**Text under study**
######

He said supply chains had already seen disruption as the deadline neared. “I do believe that it will be relatively short term but when you think we’ve pretty much been on strike for a week. They’ve stopped shipping stuff. By the time you get things up and running, it’s another week. It’s going to take six weeks to get the supply chain back into normalcy.

“You’ve got tons of inventory that people have moved into places in hopes that it’s not too long and we can satisfy the consumer demand for products. Everything is a bit disrupted and it’ll take a little time to iron out. Fingers crossed, it either gets resolved or government steps in and resolves it for them.”

With Canada’s food manufacturing base principally in the “Ontario, Quebec corridor”, Graydon said, FHCP’s members rely on rail to ship most of the production to the west of the country.

“For them, we’re looking at for every week close to C$40m in lost sales with the inability to ship and do that,” he said.

Manufacturers are also set to face disruption to their supplies of inputs, including agri commodities.

“The other side of it is, if it’s any longer-term work stoppage, both the Port of Vancouver and the Port of Montreal are the input ports for an awful lot of the ingredients utilised in manufacturing of consumer goods and consumer packaged goods and our consumer health products,” Graydon said. “It’s going to put a strain on manufacturing capacity, with shortages of ingredients to be able to complete the manufacturing process.

######

**Tasks to complete**
1 - Answer the following questions about the text on the Canadian work stoppage.
(a) How long will it take to get the supply chain back to normal?
(b) Where is Canada's food manufacturing base principally located, according to Graydon?
(c) Which two ports does Graydon name as input ports for many manufacturing ingredients?
2 - Extend the text on the Canadian work stoppage by continuing it from its final sentence.

Natural-language descriptions of regions
######

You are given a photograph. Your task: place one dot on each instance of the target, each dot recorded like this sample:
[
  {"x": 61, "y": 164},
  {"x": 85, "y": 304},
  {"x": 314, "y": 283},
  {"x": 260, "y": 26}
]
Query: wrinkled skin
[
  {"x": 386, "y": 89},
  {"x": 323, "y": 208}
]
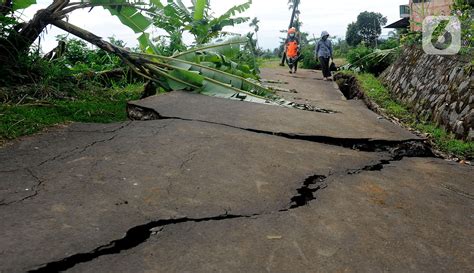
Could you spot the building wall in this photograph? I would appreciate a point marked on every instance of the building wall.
(419, 11)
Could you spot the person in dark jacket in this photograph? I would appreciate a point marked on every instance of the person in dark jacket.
(324, 54)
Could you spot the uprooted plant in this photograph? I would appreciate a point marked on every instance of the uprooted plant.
(207, 67)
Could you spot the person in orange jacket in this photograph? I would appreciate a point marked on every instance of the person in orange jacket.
(292, 48)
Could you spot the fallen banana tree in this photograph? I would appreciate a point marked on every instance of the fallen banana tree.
(194, 70)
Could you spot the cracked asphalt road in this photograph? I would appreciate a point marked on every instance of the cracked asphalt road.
(210, 185)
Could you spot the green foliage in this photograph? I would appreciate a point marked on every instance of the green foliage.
(22, 4)
(371, 60)
(7, 23)
(390, 43)
(443, 141)
(126, 12)
(368, 28)
(102, 106)
(80, 58)
(175, 18)
(353, 37)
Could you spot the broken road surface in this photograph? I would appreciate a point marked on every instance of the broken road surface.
(202, 184)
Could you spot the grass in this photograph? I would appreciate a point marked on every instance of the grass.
(92, 107)
(441, 139)
(269, 63)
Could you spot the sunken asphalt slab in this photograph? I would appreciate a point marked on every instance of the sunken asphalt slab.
(216, 185)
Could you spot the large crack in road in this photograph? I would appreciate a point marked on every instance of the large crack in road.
(138, 235)
(409, 147)
(307, 193)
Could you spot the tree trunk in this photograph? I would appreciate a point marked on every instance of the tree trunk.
(20, 41)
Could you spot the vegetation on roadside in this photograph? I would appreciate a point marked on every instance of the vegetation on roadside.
(102, 105)
(442, 140)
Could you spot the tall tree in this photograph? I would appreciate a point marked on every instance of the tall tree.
(369, 26)
(353, 37)
(256, 27)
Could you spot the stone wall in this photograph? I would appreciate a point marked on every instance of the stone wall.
(438, 88)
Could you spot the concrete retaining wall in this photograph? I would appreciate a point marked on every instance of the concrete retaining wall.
(438, 88)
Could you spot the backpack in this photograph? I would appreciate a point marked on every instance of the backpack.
(292, 49)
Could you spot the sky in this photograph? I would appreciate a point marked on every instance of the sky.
(316, 15)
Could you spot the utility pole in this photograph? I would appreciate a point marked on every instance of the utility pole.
(293, 15)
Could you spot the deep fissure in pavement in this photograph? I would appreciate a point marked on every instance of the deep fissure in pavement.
(140, 234)
(306, 193)
(133, 238)
(410, 148)
(312, 184)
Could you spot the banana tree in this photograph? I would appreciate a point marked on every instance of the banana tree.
(193, 70)
(207, 68)
(175, 18)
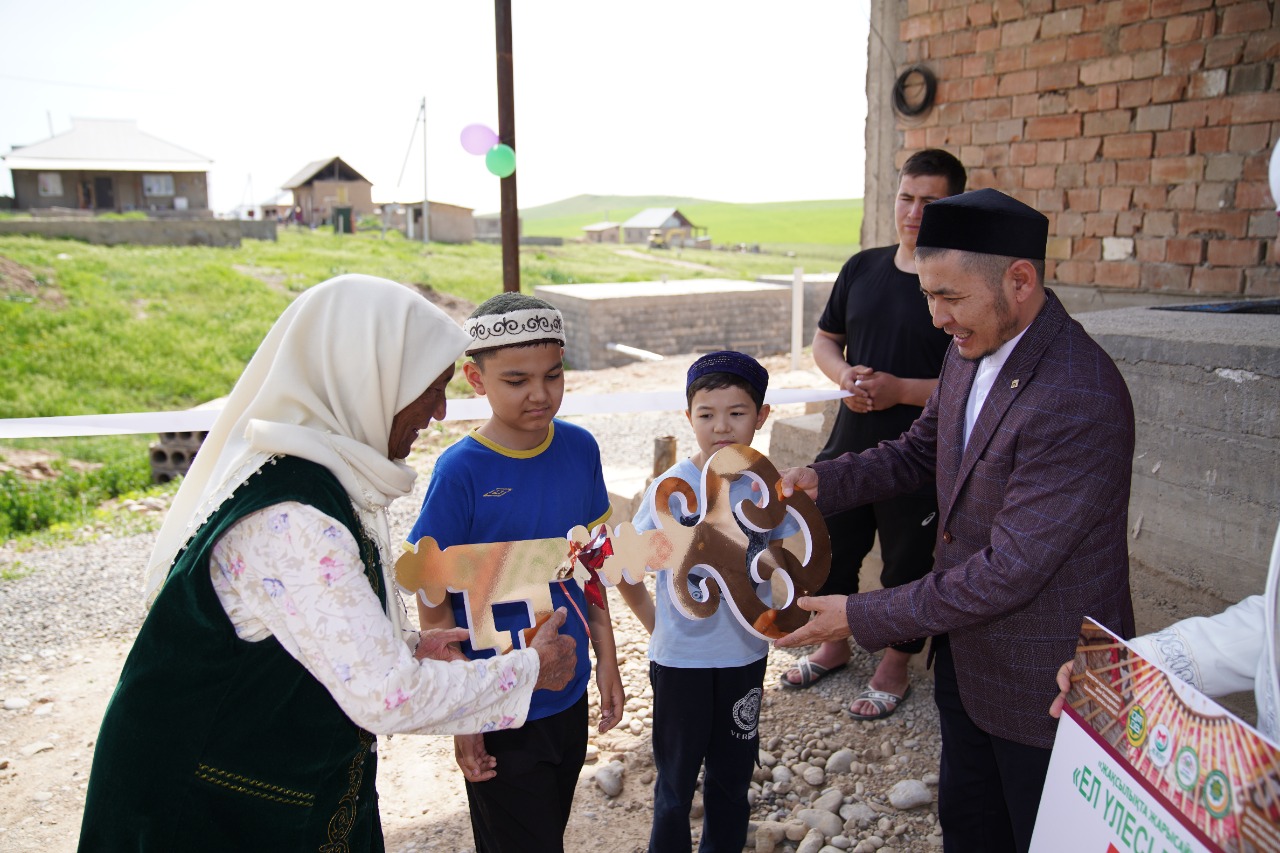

######

**Set of answers**
1 -
(a) Six weeks.
(b) In the "Ontario, Quebec corridor."
(c) The Port of Vancouver and the Port of Montreal.

2 -
“I think people have bought inventory in to be able to get them over a short to medium term hump but one of the things is we’ve got massive backlog at the ports because they stopped moving stuff or have been very selective in what they’re moving.”

Asked when the impact of the stoppage may start to be seen on store shelves or on menus, Graydon suggested “probably two weeks”.

He added: “The other challenge is this is getting a lot of media in Canada right now and so what you end up with – very similar to what happened during Covid – is you get consumer hoarding and so the inventory strain is quite significant. It’s really hard to manage that. That will put a bit of a strain on it, too, and maybe deplete them towards a little bit faster in some key categories but it will have to see.”